'''
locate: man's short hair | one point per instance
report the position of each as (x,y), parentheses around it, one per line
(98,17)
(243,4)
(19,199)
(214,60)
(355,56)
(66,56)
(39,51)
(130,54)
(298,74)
'''
# [Task instructions]
Copy every one of the rows above word for word, with nothing changed.

# [Reply]
locate: man's short hair | one point per instance
report the position of each as (x,y), parentheses around it, one per line
(98,17)
(243,4)
(19,199)
(214,60)
(355,56)
(66,56)
(39,51)
(130,54)
(298,74)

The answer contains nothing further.